[Data items]
____________________

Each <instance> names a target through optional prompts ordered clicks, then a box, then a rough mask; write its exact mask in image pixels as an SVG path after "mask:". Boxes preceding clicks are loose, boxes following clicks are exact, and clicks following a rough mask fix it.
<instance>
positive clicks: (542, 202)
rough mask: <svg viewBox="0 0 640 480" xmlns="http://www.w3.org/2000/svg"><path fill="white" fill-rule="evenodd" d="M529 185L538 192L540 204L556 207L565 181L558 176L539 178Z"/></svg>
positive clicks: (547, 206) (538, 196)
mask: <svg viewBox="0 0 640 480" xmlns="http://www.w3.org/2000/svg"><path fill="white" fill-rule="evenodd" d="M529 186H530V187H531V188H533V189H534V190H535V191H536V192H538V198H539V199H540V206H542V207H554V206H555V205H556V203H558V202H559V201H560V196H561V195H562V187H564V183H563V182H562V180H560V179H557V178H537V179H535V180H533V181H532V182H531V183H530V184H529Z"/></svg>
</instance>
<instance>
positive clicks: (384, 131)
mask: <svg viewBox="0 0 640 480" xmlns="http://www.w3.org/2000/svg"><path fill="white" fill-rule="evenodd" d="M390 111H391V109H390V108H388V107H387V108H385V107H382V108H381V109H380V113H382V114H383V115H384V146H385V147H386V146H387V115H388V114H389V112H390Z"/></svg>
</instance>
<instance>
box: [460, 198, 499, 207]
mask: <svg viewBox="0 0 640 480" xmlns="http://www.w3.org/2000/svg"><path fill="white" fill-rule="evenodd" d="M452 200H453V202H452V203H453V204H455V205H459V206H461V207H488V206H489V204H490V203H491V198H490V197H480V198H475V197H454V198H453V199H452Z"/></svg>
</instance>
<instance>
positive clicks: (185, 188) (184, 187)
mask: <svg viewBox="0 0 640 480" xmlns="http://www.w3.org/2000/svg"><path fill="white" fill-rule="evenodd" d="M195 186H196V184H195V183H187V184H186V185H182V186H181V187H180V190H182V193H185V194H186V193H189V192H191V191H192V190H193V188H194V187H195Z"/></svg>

____________________

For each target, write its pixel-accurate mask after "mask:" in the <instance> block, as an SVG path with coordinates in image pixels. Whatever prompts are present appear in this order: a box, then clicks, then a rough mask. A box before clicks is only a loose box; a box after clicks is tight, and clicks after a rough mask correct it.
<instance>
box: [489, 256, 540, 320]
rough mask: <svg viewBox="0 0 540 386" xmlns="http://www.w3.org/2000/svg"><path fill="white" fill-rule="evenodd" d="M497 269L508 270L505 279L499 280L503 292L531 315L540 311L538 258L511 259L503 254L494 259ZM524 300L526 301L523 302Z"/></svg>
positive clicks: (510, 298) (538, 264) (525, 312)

____________________

#### Task to complete
Give only the lines from the one holding "box: [489, 256, 540, 320]" through the one holding "positive clicks: (510, 298)", each restated exactly as it appears above.

#### Solution to the exercise
box: [489, 256, 540, 320]
rough mask: <svg viewBox="0 0 540 386" xmlns="http://www.w3.org/2000/svg"><path fill="white" fill-rule="evenodd" d="M497 269L508 270L505 279L499 280L503 292L531 315L540 311L538 258L511 259L503 254L494 259ZM524 300L526 301L523 302Z"/></svg>
positive clicks: (510, 298) (538, 264) (525, 312)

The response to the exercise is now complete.